**GIVEN TASK 1**. In the Pentecost message, across how many countries and languages is the church gathering spread?
**GIVEN TASK 2**. Please say whether each statement agrees with the Pentecost message, answering yes or no and quoting the words of the message that decide it: (a) The youth of the Convocation made a video drawing on their many languages. (b) Pentecost comes on a Saturday. (c) The disciples were together twenty days after the ascension.

**PAGE EXCERPT**.
◇ ◇ ◇ ◇ ◇
Messages from Bishop Mark

2020 Pentecost Message

Posted by The Rt. Rev. Mark D. W. Edington on

When the day of Pentecost had come, the disciples were all together in one place.
Pentecost, the great feast of the church’s founding, comes on Sunday. It is always a liminal sort of festival; it comes in near proximity to the end of the school year, and at the threshold of the summer doldrums that beguile us away from our Sunday routine. 
As a gathering of the church spread across seven countries and six languages, Pentecost for us is usually about the story of the disciples suddenly discovering their linguistic gifts. This year the youth of the Convocation have covered that base for us, producing a wonderful video drawing on their many languages — even some not counted in our “official” languages.
This year, Pentecost almost seems a little too edgily ironic. That moment the church began with the visitation of the Spirit, one basic fact starts the whole story: the fact that, ten days after witnessing Jesus’s ascension to heaven, “the disciples were all together in one place.” 
It’s a little poignant, not to say painful, to be reminded of that part of the story this year. The one thing we cannot do is gather together in one place. Even as we move back into the space of the church, some of us—for very good reasons—will continue to participate via a livestream of some kind. We know, and frequently assert, that the church is the people of the community and not the building in which they gather; but families need homes, and that space in which we gather to worship, however grand or humble it may be, is for us the expression of that long-ago room.
◇ ◇ ◇ ◇ ◇
**RECORDED INFORMATION**.
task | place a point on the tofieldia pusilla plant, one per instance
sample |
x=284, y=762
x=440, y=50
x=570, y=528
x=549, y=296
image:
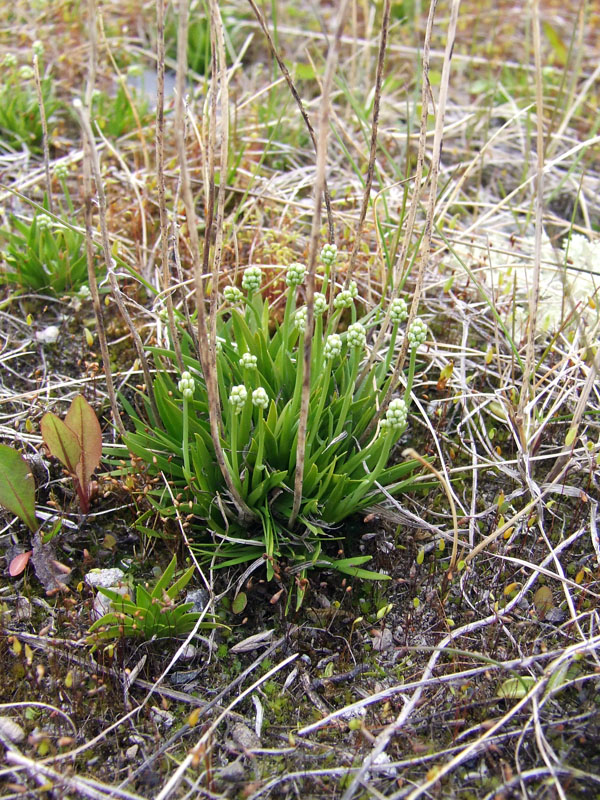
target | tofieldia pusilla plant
x=77, y=443
x=259, y=371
◇ ◇ ◇ ◇ ◇
**EXPECTED OUTPUT 1**. Seven countries and six languages.

**EXPECTED OUTPUT 2**.
(a) Yes: "the youth of the Convocation have covered that base for us, producing a wonderful video drawing on their many languages"
(b) No: "Pentecost, the great feast of the church’s founding, comes on Sunday."
(c) No: "ten days after witnessing Jesus’s ascension to heaven, “the disciples were all together in one place.”"